TEXT BLOCK
****

Current Opinion in Nephrology and Hypertension was launched in 1992. It is part of a successful series of review journals whose unique format is designed to provide a systematic and critical assessment of the literature as presented in the many primary journals. The field of nephrology and hypertension is divided into 12 sections that are each reviewed once a year. Each section is assigned a Section Editor, a leading authority in the area, who identifies the most important topics at that time. Here we are pleased to introduce the Section Editors for this issue.
Maarten Taal graduated from the University of Cape Town Medical School, South Africa, in 1987. After completing his post-graduate training in internal medicine and nephrology at Groote Schuur Hospital, Cape Town, he joined the Laboratory of Kidney and Electrolyte Physiology at Brigham and Women's Hospital, Boston, USA under the directorship of Barry M. Brenner. His research focused on mechanisms underlying the progression of chronic kidney disease and earned him a Doctor of Medicine degree. He subsequently moved to the United Kingdom where he was appointed a Consultant Renal Physician at Derby City General Hospital in 2002 and Special Lecturer at the University of Nottingham Medical School in 2006. His current research interests include Chronic Kidney Disease Progression, Diabetic Nephropathy, Renal Osteodystrophy and Cardiovascular Disease in Chronic Kidney Disease (CKD) patients. He is a member of the Centre for Integrated Systems in Medicine and Biology at the University of Nottingham. He has written chapters on CKD and the management of CKD Progression in several major nephrology text books. He has published original research as well as review articles in most major nephrology journals.
Jonathan Himmelfarb graduated from George Washington University School of Medicine and completed the medical residency program at the Maine Medical Center. After finishing his nephrology fellowship at Brigham and Women's Hospital in Boston in 1998 he continued his career as a member of Maine Medical Center Division of Nephrology and Transplantation. In 1997 Dr Himmelfarb was appointed the Director of the Division of Nephrology and Transplantation at the Maine Medical Center, where he also became the Associate Chair for Research in the Department of Medicine, and served as Director of Clinical and Translational Research at the Maine Medical Center Research Institute. Since June 2008, Dr Himmelfarb is Director of the Kidney Research Institute, Professor of Medicine, and holds the Joseph W. Eschbach M.D. Endowed Chair in Kidney Research the University of Washington.

****

DATA FOR REVIEW

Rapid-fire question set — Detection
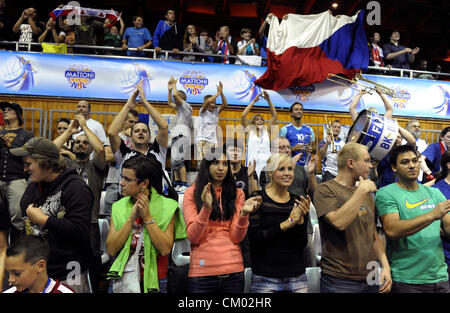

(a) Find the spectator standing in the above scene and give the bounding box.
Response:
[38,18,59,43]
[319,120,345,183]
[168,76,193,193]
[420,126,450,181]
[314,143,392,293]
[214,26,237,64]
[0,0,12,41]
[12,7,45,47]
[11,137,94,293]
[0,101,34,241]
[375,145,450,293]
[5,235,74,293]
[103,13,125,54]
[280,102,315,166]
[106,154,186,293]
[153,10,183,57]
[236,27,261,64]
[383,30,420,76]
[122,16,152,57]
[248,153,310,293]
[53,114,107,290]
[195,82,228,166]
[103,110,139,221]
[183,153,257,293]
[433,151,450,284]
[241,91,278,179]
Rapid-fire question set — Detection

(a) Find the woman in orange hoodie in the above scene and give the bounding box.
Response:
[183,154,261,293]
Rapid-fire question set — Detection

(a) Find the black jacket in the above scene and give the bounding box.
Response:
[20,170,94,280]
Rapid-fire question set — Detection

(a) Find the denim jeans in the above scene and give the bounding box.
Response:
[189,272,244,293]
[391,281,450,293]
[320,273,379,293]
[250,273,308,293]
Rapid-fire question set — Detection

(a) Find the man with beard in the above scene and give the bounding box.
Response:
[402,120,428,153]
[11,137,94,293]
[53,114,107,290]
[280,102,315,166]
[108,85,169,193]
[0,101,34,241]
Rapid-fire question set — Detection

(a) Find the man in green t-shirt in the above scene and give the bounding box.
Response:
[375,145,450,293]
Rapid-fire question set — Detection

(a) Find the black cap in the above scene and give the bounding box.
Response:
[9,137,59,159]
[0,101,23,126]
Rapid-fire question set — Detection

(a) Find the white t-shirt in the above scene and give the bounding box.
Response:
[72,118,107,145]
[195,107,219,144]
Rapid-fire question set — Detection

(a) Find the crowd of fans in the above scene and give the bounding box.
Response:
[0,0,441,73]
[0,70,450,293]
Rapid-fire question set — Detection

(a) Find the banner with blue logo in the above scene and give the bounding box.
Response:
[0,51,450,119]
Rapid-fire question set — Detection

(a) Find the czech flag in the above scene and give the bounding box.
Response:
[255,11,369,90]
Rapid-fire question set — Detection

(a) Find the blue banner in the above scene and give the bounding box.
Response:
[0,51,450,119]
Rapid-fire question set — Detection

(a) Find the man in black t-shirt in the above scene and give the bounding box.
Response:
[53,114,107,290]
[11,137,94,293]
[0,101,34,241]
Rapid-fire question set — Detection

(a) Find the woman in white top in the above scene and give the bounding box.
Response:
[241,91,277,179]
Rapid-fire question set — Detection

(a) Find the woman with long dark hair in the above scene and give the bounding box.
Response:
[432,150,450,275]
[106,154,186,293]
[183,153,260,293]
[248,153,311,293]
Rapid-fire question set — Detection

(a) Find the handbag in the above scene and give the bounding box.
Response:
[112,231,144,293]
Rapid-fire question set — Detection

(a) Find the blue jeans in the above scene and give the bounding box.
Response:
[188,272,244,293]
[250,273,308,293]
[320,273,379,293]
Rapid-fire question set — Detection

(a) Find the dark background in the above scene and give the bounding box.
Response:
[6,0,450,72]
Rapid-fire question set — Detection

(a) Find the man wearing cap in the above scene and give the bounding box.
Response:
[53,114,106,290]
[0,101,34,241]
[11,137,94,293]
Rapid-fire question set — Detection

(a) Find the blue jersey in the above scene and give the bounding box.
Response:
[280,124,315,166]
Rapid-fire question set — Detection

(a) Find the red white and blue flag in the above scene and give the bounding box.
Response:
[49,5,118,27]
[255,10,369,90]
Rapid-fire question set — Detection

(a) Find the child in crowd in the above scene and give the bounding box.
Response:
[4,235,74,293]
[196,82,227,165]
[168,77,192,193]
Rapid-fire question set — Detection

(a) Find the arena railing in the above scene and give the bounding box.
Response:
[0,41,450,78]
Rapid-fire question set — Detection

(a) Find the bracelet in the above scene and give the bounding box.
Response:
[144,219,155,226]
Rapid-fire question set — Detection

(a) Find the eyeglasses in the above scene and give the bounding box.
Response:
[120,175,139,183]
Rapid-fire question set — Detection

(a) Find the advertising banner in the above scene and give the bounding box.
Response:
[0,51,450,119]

****

QUESTIONS
A) According to the editors' introduction, in what year did Maarten Taal graduate from the University of Cape Town Medical School?
B) Please copy the part of the editors' introduction that opens with the words containing "Current Opinion in" and closes with "for this issue.".
The records are separate material and have no connection to the editors' introduction.

RESPONSES TO THE EXERCISE
A) 1987

B)
Current Opinion in Nephrology and Hypertension was launched in 1992. It is part of a successful series of review journals whose unique format is designed to provide a systematic and critical assessment of the literature as presented in the many primary journals. The field of nephrology and hypertension is divided into 12 sections that are each reviewed once a year. Each section is assigned a Section Editor, a leading authority in the area, who identifies the most important topics at that time. Here we are pleased to introduce the Section Editors for this issue.